[Required work] Using the records that follow, work out how many lines hold the string "behind" and provide that number only.

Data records
>>>

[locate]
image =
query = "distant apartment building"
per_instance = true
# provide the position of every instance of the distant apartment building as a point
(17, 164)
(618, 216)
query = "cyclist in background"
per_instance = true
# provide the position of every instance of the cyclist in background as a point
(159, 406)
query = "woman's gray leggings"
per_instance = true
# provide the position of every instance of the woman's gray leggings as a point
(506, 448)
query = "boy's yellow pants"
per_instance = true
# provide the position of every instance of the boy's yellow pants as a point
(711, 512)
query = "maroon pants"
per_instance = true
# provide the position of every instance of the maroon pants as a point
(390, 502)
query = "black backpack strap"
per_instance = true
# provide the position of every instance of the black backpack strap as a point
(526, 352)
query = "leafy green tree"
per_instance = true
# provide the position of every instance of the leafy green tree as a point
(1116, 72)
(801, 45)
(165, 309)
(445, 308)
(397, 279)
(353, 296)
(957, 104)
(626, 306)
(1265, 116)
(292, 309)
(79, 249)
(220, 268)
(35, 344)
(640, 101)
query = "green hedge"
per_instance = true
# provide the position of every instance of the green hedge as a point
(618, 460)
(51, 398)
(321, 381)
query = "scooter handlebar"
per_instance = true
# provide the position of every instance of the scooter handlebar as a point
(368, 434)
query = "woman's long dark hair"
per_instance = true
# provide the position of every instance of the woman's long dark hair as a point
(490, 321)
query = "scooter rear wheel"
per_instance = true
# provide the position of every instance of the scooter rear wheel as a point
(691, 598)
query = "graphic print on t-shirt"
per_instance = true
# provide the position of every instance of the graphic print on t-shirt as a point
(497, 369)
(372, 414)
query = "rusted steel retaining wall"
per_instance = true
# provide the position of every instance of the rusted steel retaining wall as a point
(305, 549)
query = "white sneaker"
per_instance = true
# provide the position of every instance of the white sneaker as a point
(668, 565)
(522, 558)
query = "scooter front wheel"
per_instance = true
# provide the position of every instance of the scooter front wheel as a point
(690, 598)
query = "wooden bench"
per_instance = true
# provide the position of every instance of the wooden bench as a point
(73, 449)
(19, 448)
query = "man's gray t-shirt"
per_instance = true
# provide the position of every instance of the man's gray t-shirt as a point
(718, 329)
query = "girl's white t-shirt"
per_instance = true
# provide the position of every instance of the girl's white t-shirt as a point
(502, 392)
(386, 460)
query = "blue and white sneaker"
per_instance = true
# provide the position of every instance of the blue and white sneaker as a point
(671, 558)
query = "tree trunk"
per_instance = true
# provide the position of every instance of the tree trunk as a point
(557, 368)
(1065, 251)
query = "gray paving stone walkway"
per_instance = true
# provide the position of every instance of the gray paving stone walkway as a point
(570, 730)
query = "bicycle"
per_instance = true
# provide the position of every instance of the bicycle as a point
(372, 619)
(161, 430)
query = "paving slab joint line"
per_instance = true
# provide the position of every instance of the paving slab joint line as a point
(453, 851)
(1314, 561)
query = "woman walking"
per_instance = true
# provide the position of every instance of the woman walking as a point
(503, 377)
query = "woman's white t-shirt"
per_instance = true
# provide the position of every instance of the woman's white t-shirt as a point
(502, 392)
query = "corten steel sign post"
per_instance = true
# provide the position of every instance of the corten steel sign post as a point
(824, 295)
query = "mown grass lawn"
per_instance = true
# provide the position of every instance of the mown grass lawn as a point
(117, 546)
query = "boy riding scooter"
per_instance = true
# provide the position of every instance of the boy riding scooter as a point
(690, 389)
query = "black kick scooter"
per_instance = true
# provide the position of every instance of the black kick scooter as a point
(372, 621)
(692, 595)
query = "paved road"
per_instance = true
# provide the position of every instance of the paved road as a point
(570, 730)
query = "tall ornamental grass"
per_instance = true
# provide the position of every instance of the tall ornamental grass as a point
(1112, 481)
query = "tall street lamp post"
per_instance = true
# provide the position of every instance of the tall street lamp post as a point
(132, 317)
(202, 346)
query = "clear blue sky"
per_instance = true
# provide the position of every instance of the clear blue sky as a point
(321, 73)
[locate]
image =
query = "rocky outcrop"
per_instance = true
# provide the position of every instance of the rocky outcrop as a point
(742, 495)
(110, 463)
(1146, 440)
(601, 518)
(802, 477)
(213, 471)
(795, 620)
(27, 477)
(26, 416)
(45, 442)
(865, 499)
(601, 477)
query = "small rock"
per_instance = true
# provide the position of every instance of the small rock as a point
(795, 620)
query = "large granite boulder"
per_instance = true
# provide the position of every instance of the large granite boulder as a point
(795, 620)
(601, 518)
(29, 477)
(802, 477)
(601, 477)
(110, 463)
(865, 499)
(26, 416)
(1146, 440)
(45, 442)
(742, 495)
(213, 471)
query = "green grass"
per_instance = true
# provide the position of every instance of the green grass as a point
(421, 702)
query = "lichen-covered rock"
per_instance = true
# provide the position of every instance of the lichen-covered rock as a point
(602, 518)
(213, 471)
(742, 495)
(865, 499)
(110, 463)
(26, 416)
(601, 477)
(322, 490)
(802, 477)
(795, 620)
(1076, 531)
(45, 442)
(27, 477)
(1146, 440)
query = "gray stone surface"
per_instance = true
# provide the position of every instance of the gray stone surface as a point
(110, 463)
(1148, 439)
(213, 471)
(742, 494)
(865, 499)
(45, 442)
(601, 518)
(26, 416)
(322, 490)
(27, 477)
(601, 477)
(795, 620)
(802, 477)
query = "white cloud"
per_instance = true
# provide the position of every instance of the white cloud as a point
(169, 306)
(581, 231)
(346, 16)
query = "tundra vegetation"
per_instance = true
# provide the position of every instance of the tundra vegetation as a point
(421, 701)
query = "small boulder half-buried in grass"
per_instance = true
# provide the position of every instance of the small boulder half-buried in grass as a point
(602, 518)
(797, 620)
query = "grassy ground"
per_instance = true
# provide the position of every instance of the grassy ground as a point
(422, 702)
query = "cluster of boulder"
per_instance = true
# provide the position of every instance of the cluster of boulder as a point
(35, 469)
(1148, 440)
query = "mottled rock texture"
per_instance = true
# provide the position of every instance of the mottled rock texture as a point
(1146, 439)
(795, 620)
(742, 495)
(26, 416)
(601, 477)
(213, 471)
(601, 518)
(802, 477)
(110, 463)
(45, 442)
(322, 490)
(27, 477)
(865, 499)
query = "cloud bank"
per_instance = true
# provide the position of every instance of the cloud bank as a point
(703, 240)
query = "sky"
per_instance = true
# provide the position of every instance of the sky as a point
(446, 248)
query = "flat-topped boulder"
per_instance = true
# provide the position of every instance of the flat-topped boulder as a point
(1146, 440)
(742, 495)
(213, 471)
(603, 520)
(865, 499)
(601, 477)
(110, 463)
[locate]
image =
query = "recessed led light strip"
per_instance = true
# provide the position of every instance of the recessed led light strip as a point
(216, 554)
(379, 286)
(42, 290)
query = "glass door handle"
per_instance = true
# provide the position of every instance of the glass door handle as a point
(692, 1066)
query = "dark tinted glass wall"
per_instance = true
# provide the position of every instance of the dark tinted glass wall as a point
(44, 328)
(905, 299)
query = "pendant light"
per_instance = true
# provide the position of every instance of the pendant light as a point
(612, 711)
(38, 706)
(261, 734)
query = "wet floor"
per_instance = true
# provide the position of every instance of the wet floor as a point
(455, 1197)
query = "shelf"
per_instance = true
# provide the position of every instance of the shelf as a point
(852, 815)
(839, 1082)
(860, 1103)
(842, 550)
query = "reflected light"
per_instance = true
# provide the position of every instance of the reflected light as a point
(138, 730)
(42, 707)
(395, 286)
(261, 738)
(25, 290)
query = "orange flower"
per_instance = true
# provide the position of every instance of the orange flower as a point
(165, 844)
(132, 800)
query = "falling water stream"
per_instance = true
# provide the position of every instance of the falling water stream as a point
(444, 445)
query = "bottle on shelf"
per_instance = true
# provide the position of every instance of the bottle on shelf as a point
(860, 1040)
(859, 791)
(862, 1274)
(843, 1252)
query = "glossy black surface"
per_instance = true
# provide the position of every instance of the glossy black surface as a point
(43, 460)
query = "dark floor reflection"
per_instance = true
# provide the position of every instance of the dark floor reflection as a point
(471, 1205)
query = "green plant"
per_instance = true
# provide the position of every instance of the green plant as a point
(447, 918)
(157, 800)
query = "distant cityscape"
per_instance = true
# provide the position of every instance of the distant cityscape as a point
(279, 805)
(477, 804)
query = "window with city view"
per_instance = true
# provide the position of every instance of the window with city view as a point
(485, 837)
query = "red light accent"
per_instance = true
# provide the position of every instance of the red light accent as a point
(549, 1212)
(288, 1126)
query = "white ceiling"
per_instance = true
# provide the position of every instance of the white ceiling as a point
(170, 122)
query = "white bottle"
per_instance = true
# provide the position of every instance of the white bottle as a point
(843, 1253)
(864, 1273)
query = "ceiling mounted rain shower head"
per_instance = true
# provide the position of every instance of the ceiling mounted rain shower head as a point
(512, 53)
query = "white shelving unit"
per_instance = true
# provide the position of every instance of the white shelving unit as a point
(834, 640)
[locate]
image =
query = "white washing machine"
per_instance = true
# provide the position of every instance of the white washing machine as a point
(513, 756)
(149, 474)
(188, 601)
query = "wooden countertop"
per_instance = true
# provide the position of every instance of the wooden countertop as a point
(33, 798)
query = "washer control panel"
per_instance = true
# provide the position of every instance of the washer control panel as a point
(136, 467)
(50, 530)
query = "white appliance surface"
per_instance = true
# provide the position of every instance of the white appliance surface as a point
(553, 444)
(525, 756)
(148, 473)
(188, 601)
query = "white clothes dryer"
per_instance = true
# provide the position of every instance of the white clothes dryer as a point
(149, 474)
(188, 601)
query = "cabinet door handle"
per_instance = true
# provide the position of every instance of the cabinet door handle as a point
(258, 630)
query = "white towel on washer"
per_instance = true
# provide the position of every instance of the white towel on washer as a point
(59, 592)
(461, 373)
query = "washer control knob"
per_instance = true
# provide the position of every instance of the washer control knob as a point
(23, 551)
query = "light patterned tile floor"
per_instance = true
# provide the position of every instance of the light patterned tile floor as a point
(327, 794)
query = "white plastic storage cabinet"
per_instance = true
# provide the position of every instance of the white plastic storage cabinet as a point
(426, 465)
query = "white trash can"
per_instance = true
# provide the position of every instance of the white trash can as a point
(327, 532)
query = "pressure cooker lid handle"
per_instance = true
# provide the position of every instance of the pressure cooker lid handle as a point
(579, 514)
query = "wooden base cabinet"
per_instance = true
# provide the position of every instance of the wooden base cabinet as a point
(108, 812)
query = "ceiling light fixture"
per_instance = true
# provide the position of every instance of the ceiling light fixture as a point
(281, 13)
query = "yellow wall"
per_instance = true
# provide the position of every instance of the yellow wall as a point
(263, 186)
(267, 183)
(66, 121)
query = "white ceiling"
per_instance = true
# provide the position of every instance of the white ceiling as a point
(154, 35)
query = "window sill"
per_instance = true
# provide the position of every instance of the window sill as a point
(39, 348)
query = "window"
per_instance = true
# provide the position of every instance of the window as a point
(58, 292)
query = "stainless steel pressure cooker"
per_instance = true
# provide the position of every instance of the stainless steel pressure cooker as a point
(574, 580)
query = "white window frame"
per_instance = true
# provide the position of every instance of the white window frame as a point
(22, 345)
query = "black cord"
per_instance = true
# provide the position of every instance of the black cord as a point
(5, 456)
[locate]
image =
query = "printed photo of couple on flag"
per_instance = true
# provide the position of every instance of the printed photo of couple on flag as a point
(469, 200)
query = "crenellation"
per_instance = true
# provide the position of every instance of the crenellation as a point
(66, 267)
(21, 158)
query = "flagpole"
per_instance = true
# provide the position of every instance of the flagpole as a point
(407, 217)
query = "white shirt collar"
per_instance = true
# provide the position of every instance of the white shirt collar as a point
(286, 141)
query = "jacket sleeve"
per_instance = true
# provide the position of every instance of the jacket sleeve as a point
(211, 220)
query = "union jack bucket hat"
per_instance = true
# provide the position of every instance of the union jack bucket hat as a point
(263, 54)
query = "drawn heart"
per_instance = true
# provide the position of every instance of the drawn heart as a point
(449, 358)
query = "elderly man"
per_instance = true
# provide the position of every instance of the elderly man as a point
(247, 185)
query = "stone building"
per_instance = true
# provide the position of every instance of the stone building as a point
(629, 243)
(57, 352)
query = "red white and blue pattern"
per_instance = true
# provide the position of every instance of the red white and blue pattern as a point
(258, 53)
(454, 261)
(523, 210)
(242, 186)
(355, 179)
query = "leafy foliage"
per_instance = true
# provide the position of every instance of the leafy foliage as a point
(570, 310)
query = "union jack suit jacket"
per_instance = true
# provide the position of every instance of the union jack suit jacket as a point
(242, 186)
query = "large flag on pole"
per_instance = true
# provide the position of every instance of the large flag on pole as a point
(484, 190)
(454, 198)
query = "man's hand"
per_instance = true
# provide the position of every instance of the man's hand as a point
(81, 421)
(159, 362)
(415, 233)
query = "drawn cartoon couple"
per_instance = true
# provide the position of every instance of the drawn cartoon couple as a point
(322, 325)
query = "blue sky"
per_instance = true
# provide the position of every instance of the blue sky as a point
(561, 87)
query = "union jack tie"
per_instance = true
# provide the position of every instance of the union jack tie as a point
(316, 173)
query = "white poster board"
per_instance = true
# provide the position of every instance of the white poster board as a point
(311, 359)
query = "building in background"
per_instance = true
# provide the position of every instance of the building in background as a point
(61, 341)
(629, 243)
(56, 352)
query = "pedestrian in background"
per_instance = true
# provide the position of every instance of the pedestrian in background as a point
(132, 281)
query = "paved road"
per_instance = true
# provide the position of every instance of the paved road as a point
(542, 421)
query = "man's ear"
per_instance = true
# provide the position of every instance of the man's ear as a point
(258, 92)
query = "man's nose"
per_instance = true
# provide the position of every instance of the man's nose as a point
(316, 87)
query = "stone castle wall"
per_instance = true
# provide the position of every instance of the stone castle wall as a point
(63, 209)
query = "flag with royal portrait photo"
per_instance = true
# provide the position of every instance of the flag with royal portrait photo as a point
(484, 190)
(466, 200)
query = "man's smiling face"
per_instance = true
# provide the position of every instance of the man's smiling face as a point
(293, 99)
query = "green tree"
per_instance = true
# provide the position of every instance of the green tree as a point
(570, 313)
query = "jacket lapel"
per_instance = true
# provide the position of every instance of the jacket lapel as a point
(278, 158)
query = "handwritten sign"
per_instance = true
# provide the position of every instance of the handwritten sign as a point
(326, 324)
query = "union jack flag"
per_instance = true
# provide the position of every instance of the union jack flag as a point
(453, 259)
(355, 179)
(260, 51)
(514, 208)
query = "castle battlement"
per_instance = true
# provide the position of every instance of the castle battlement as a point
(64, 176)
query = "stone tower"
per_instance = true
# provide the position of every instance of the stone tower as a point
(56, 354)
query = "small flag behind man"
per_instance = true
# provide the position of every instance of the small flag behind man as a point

<<<

[Task output] 2